## Trecho do texto
________

Foto: Divulgação MST

Atualmente, e segundo Luciana Frozi, integrante da Brigada Nacional de Teatro, o trabalho da Patativa no próximo período está diretamente ligado ao processo de enraizamento do Programa Cultural do MST.

“Esses dias de partilha, debate, vivência, de intensa comunhão dos saberes e apropriação do teatro político, tendo como base as experiências teatrais anteriores, as influências estéticas da dramaturgia de Bertold Brecht, o agitprop alemão e soviético, além dos processos desenvolvidos na América Latina com o Augusto Boal, nos ajuda a pensar o nosso fazer, com o objetivo de potencializar e construir experiências a partir dos nossos territórios.”

________

## Material
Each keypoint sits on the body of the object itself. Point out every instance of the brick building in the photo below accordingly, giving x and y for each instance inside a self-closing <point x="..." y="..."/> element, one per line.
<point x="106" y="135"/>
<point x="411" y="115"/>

________

## Tarefa escrita 1
No texto sobre a Brigada Nacional de Teatro do MST, a que processo está diretamente ligado o trabalho da Patativa no próximo período, segundo Luciana Frozi?
## Tarefa escrita 2
Continue o texto sobre a Brigada Nacional de Teatro do MST a partir da última frase.

## Resposta 1
Ao processo de enraizamento do Programa Cultural do MST.

## Resposta 2
E continua: “Saímos com o desafio de cada vez mais construir um fazer teatral ligado a estratégia do MST, no trabalho nos nossos acampamentos, assentamentos, escolas e na construção das relações com a sociedade, somando-se as lutas da classe trabalhadora, contra a propriedade privada e as ações do capital”, enfatizou.

Por fim, segue sendo centralidade da Patativa, de acordo com Frozi, a necessidade que a linguagem teatral seja apropriada pelas camponesas e camponeses. Ela pontua que essa forma de formar, educar e conscientizar, precisa ocupar e disputar os territórios, estando a serviço da transformação social.